**What you are asked to do**
Each record must be printed again exactly as it appears.

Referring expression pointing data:
───
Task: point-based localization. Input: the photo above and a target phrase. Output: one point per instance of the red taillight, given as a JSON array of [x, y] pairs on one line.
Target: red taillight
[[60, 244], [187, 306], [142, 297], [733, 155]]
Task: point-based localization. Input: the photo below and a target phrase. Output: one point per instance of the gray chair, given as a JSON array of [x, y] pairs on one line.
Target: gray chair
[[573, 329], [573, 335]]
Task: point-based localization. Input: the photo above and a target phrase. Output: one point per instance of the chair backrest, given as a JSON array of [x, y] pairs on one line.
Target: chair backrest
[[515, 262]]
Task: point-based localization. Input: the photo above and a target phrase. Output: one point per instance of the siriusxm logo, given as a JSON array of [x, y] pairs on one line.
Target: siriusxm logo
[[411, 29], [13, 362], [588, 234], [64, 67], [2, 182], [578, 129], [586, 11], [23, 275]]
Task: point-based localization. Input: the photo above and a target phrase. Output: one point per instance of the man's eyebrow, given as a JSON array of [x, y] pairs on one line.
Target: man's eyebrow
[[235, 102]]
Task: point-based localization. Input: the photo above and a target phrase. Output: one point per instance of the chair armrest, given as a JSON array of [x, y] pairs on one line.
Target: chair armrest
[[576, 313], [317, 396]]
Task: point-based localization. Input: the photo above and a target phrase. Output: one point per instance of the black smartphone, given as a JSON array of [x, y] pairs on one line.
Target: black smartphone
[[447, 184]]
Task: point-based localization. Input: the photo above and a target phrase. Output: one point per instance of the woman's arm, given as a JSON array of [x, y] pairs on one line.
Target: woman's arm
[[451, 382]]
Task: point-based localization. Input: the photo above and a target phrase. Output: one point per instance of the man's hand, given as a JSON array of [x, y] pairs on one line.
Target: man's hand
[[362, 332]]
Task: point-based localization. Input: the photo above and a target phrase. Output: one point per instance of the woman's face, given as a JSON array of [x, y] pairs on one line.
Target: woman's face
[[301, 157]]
───
**Written answer**
Task: point-based localization. Input: the photo above and a target phrase. Output: one point per instance of the red taillight, given as a JSON array of [x, y] pairs on one line.
Target: red taillight
[[60, 244], [187, 306], [142, 297], [733, 155]]
Task: point-based localization. Input: the photo below and a target phrase. Output: one point per instance of the gray chair, given as a JSON array of [x, y] pairs on one line.
Target: gray chair
[[573, 329], [573, 335]]
Task: point-based localization. Input: the photo above and a target phrase. Output: one point per instance of the chair backrest, given as a JSON array of [x, y] pairs on one line.
Target: chair backrest
[[515, 262]]
Task: point-based localization. Input: the photo above and a target phrase. Output: one point per instance of the siriusxm logo, given as a JSON array of [x, y] pairs on one line.
Target: siriusxm logo
[[411, 29], [13, 362], [588, 234], [64, 67], [2, 182], [578, 129], [586, 11], [23, 275]]
Task: point-based localization. Input: the photo above and a target phrase. Output: one point per instance of the man's eyebrow, given as a JSON array of [x, y] pairs on one line.
Target: man's eyebrow
[[235, 102]]
Task: point-based localization. Input: the photo above and a target phrase. Output: one point per instance of the chair armrest, given as a JSON array of [x, y] pairs on one line.
Target: chair armrest
[[576, 313], [317, 396]]
Task: point-based localization. Input: the photo above and a target phrase. Output: one point per instance of the black smartphone, given as a JSON array of [x, y] pairs on one line.
Target: black smartphone
[[447, 184]]
Task: point-based localization. Input: the photo above and a target phrase. Output: one point per instance of the woman's arm, given as a JSON array of [x, y] pairs on one line.
Target: woman's arm
[[451, 382]]
Task: point-based localization. Input: the photo above and a target phrase. Output: one point per instance of the man's hand, given as a JSON array of [x, y] pairs on one line.
Target: man's hand
[[362, 332]]
Task: point-based localization. Input: the photo above and a target phrase. Output: one point per instance of the woman's face, given as a JSON array of [x, y] pairs on one line.
Target: woman's face
[[301, 157]]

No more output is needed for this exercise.